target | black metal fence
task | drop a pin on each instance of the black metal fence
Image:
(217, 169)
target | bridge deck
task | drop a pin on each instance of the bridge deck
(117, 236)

TASK DETAILS: Copy every line of the material, please, keeping it exactly the same.

RESPONSE BELOW:
target | black metal fence
task | drop a pin on each instance of the black metal fence
Image:
(217, 169)
target | bridge deck
task | drop a pin on each instance of the bridge deck
(117, 236)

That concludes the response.